Point-per-instance localization data:

★ ★ ★ ★

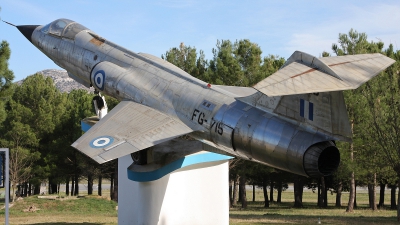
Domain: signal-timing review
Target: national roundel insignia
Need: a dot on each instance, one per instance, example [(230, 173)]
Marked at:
[(99, 78), (101, 142)]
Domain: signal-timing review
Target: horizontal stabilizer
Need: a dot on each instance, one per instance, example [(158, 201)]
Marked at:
[(128, 128), (303, 73)]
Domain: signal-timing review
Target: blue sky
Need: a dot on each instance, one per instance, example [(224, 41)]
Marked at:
[(278, 27)]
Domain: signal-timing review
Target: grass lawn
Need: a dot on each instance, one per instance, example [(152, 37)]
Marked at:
[(284, 213), (92, 210)]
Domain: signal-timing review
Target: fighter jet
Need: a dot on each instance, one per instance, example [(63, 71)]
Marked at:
[(289, 121)]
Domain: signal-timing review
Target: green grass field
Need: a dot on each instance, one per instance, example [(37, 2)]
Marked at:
[(92, 210), (284, 213)]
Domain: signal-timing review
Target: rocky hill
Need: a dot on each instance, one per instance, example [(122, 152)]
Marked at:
[(61, 80)]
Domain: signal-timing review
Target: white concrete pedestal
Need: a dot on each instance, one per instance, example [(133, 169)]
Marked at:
[(194, 194)]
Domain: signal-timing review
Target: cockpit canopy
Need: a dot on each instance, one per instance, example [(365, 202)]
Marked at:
[(63, 28)]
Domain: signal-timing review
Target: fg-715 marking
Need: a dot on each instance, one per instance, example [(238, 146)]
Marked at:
[(285, 134), (201, 119)]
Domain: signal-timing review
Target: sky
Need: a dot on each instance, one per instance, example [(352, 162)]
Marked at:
[(154, 27)]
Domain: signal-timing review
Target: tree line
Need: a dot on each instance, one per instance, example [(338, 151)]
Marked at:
[(38, 123)]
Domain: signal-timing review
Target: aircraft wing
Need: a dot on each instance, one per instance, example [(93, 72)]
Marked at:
[(128, 128), (303, 73)]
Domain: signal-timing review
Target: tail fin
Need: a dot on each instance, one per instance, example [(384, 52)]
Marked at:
[(309, 90)]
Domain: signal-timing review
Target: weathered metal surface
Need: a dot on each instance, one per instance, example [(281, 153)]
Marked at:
[(286, 124)]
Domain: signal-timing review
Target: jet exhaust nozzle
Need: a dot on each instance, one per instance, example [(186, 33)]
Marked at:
[(27, 30), (321, 159)]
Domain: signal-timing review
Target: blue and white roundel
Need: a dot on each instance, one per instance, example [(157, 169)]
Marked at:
[(99, 78), (101, 142)]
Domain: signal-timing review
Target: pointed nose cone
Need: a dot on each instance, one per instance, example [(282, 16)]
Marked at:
[(27, 31)]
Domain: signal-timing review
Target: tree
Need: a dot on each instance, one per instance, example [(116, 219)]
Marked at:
[(6, 77), (355, 43), (20, 137), (185, 57), (38, 106)]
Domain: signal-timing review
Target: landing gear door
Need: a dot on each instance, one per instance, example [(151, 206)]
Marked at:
[(90, 59)]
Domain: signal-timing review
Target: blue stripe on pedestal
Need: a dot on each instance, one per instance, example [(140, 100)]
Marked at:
[(180, 163)]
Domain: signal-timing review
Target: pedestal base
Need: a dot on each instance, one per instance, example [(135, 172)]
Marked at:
[(196, 194)]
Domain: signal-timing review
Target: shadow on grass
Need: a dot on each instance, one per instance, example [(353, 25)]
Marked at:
[(279, 213)]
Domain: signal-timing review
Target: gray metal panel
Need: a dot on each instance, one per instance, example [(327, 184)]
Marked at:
[(136, 124), (314, 75)]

★ ★ ★ ★

Problem description → Go through the data above and find the lines with the word "grass". Copy each of those lines.

The answer →
Target: grass lawn
Target: green grass field
Target: shadow on grass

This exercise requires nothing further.